EXERCISE INSTRUCTIONS: All of the data needs to be repeated exactly.

RECORDS FOR THE EXERCISE:

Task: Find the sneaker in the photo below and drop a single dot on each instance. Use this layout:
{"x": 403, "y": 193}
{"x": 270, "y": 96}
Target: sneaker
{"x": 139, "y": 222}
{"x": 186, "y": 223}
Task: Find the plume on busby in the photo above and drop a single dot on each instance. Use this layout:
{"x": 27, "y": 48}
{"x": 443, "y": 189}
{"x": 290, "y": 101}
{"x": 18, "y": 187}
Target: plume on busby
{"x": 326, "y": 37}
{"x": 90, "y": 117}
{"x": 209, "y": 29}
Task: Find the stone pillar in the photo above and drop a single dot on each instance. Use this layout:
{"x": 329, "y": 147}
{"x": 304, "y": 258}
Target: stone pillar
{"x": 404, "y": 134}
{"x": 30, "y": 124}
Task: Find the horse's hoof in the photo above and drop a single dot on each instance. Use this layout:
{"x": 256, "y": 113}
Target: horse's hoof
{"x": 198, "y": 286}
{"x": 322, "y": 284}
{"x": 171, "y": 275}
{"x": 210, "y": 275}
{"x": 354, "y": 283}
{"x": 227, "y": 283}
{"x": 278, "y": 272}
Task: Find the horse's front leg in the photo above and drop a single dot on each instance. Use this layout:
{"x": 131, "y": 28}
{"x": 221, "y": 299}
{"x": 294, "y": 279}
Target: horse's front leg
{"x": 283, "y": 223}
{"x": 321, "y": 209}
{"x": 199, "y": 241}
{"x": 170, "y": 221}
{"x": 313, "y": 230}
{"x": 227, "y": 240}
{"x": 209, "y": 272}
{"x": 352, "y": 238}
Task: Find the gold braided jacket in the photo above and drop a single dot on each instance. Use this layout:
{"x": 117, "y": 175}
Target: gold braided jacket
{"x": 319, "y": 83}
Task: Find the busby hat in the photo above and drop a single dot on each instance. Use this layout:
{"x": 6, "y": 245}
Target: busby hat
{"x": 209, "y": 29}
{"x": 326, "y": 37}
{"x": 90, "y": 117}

THE COMPLETED TASK:
Task: Find the sneaker in the photo below and drop a single dot on each instance. Use this layout:
{"x": 403, "y": 193}
{"x": 270, "y": 96}
Target: sneaker
{"x": 139, "y": 222}
{"x": 186, "y": 223}
Task: Find the plume on busby in the photo above and drop a single dot on each instance. Use this layout:
{"x": 27, "y": 48}
{"x": 443, "y": 189}
{"x": 290, "y": 101}
{"x": 18, "y": 187}
Target: plume on busby
{"x": 326, "y": 37}
{"x": 90, "y": 117}
{"x": 209, "y": 29}
Task: Find the stone pillar in the photo above and drop a single dot on each instance. Use this layout:
{"x": 329, "y": 147}
{"x": 304, "y": 258}
Target: stone pillar
{"x": 404, "y": 134}
{"x": 30, "y": 124}
Task: Find the horse's hoof in the photo above and drop a single dot on each instance. Use this layout:
{"x": 256, "y": 113}
Target: horse's hoof
{"x": 198, "y": 286}
{"x": 322, "y": 284}
{"x": 171, "y": 275}
{"x": 210, "y": 275}
{"x": 354, "y": 283}
{"x": 227, "y": 283}
{"x": 278, "y": 272}
Task: Find the horse's front leg in the photo above and drop a single dot on each instance. Use this layout:
{"x": 131, "y": 28}
{"x": 221, "y": 299}
{"x": 294, "y": 279}
Target: horse's front leg
{"x": 283, "y": 223}
{"x": 321, "y": 209}
{"x": 199, "y": 241}
{"x": 170, "y": 221}
{"x": 313, "y": 230}
{"x": 227, "y": 240}
{"x": 209, "y": 272}
{"x": 352, "y": 238}
Task: Find the gold braided jacket in the photo above and drop a single dot on each instance. Use this layout:
{"x": 117, "y": 175}
Target: gold braided jacket
{"x": 319, "y": 83}
Task: Find the busby hat in the photo above and drop a single dot on each instance. Use this layout:
{"x": 6, "y": 245}
Target: busby hat
{"x": 209, "y": 29}
{"x": 326, "y": 37}
{"x": 90, "y": 117}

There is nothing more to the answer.